**WHAT THE EXERCISE ASKS**
Could you print, exactly as they stand, the lines from the one holding "Can you find the wooden boat" to the end of the data below, and nothing more?
Start of MATERIAL PROVIDED
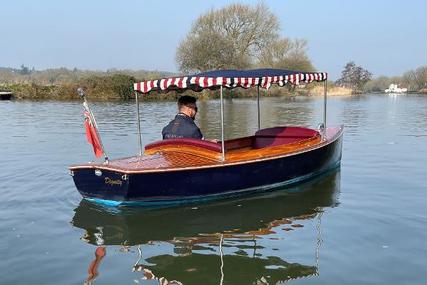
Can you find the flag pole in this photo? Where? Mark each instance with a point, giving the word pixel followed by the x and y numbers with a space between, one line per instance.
pixel 92 118
pixel 138 124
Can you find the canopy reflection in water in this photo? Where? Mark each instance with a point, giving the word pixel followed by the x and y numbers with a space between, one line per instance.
pixel 222 234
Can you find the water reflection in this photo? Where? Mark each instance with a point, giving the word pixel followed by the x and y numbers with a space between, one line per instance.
pixel 228 242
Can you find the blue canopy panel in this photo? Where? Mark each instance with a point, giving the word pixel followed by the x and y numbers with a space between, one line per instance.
pixel 230 79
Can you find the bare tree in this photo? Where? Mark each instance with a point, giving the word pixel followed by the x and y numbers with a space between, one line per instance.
pixel 231 37
pixel 354 76
pixel 287 54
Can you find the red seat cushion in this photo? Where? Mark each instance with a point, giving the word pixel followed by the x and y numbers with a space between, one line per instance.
pixel 189 142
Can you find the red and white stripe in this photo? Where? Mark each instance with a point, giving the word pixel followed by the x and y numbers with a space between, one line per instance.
pixel 181 83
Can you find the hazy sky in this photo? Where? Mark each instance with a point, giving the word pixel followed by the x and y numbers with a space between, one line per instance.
pixel 388 37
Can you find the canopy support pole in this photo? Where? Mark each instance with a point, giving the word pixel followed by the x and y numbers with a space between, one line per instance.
pixel 259 116
pixel 222 125
pixel 138 123
pixel 325 93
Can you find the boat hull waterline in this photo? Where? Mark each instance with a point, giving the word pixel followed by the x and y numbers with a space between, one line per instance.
pixel 115 187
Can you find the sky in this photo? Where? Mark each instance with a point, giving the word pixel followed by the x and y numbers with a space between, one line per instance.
pixel 386 37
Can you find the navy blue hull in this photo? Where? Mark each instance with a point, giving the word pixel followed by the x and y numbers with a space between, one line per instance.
pixel 208 183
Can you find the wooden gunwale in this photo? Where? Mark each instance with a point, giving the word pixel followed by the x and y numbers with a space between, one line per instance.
pixel 213 163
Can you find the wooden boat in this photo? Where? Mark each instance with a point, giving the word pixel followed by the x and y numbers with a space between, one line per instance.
pixel 184 170
pixel 5 95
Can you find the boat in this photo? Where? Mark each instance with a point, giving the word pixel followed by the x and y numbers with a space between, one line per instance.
pixel 395 89
pixel 5 95
pixel 194 235
pixel 188 170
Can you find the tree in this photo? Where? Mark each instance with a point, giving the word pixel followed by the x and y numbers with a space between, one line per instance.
pixel 231 37
pixel 354 77
pixel 287 54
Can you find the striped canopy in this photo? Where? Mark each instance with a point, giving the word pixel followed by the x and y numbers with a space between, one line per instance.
End of MATERIAL PROVIDED
**RESPONSE BOX**
Can you find the wooden boat in this photo? Where? Mark each instance with a point, giving the word pixel followed by the x and y numbers with a space between, one line per instance.
pixel 184 170
pixel 5 95
Can you find the boat in this photo? Where? Mark each instance with a point, giving the word pixel followed by the x and y numbers with a space between, one line per instance.
pixel 395 89
pixel 5 95
pixel 194 235
pixel 188 170
Can you find the tree in this photo? Where? Mark each instance with a point, giving the word pixel followed by the x and y numbers with a space between, one line per instance.
pixel 231 37
pixel 354 77
pixel 287 54
Can you find the striped canopy in this photo? Where? Mark each instance with a point, giving the word pixel followed by the x and y numbers with a space between, one line per instance.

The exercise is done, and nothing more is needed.